### [Textauszug]

··········

Die Webseite bietet Lehrkräften, Multiplikatoren und Interessierten eine umfangreiche Materialsammlung, Empfehlungen und Hintergrundinformationen – von didaktisch aufbereiteten Unterrichtsmaterialien über Studien und Links bis hin zu gemeinsamen Erklärungen und Projekten.
Ziel des Portals ist es, jüdisches Leben in Deutschland sichtbar zu machen, historisches Bewusstsein zu stärken und schulische Strukturen gegen Antisemitismus zu sensibilisieren. Die Inhalte sind thematisch gegliedert und für den Einsatz in verschiedenen Schulformen und Fächern geeignet. Das neue Portal soll ein starkes Zeichen setzen für gelebte Verantwortung. Es soll zeigen, wie Bildung zur Verständigung beitragen kann – durch Wissen, Begegnung und Haltung. Die KMK will Schülerinnen und Schüler ermutigen, jüdisches Leben als selbstverständlichen Teil unserer Gesellschaft zu begreifen und sich aktiv gegen Antisemitismus zu positionieren.

··········

### [Aufgaben]
- 1) Beantworte anhand des Textauszugs die folgenden Fragen:
(a) Für welche Personengruppen bietet die Webseite ihre Materialsammlung an?
(b) Durch welche drei Dinge kann Bildung laut dem Textauszug zur Verständigung beitragen?
(c) Wozu will die KMK Schülerinnen und Schüler ermutigen?
- 2) Zitiere bitte aus dem Textauszug die Passage von „Die Webseite bietet“ bis „Erklärungen und Projekten.“.

[Auszug aus dem Datensatz]
··········

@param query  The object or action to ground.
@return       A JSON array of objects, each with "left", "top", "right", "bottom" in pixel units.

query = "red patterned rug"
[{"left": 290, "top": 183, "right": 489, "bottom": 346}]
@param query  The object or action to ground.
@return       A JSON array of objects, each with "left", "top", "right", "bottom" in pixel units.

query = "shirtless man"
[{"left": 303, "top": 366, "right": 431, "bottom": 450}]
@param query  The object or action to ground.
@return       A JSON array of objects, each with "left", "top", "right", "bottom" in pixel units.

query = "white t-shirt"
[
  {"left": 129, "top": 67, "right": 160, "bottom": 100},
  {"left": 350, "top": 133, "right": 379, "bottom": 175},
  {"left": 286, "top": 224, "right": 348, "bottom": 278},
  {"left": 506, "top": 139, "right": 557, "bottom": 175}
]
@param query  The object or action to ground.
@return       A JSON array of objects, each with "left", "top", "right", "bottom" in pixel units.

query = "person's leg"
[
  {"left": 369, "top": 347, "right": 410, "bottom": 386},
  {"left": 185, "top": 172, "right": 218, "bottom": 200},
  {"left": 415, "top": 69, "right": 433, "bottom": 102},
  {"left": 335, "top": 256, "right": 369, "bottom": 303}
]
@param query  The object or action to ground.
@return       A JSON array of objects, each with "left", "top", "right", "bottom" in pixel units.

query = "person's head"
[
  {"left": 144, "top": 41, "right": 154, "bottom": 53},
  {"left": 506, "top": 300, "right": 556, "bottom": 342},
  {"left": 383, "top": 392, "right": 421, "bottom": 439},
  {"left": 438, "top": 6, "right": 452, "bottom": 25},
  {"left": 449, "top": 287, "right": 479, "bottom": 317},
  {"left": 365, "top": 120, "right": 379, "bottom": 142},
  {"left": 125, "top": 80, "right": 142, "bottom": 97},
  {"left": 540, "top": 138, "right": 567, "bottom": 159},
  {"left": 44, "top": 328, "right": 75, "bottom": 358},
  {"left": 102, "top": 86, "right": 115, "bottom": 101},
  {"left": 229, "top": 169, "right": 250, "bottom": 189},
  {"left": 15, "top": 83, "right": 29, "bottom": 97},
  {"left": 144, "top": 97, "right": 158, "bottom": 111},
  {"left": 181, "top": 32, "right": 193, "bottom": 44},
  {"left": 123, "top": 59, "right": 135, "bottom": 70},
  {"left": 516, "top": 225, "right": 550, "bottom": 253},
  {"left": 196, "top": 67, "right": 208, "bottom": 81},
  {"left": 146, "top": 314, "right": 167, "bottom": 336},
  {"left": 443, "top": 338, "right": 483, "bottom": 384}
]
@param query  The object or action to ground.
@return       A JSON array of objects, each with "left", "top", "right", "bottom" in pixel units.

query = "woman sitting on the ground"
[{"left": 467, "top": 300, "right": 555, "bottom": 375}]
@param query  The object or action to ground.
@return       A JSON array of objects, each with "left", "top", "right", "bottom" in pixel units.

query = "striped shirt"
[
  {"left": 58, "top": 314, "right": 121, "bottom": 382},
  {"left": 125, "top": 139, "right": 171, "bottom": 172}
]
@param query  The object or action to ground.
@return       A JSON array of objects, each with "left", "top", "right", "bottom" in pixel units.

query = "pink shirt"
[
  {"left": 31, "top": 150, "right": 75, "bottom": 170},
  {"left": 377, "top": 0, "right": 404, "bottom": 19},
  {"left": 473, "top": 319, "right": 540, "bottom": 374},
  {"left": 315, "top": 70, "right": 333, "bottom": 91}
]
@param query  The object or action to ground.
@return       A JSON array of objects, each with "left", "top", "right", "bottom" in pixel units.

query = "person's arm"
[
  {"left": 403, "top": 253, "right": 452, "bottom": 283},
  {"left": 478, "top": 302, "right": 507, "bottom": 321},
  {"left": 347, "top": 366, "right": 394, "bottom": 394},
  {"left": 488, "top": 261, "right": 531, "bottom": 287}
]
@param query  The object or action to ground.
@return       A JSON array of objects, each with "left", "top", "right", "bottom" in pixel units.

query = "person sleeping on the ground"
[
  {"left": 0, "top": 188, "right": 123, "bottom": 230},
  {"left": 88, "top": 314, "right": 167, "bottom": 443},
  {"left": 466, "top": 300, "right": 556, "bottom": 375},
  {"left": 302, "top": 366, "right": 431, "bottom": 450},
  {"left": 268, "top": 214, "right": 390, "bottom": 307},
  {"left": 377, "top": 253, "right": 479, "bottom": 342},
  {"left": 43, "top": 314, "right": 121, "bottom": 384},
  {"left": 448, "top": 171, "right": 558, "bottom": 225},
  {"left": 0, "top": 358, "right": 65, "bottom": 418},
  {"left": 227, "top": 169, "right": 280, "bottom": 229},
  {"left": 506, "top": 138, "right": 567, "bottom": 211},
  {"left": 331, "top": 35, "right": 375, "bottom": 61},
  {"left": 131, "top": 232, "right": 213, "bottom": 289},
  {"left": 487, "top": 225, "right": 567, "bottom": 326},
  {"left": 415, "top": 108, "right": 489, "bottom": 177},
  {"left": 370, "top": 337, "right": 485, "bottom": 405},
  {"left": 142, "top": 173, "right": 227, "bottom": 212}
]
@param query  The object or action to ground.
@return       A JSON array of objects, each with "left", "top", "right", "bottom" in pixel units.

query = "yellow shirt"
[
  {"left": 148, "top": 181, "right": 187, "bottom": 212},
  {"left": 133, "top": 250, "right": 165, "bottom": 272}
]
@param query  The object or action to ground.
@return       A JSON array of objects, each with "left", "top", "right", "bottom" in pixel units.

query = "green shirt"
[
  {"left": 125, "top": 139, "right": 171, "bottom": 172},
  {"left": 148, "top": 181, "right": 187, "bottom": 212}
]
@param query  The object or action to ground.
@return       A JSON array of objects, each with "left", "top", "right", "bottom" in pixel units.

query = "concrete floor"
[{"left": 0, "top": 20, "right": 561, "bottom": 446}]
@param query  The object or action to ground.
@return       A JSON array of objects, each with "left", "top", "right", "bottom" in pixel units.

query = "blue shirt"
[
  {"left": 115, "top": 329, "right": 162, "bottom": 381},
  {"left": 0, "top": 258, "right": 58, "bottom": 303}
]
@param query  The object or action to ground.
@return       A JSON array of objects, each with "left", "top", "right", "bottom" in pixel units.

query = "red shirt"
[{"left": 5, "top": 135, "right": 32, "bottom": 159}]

··········

### [Antworten der Reihenfolge]
- 1)
(a) Für Lehrkräfte, Multiplikatoren und Interessierte.
(b) Durch Wissen, Begegnung und Haltung.
(c) Jüdisches Leben als selbstverständlichen Teil unserer Gesellschaft zu begreifen und sich aktiv gegen Antisemitismus zu positionieren.

- 2)
Die Webseite bietet Lehrkräften, Multiplikatoren und Interessierten eine umfangreiche Materialsammlung, Empfehlungen und Hintergrundinformationen – von didaktisch aufbereiteten Unterrichtsmaterialien über Studien und Links bis hin zu gemeinsamen Erklärungen und Projekten.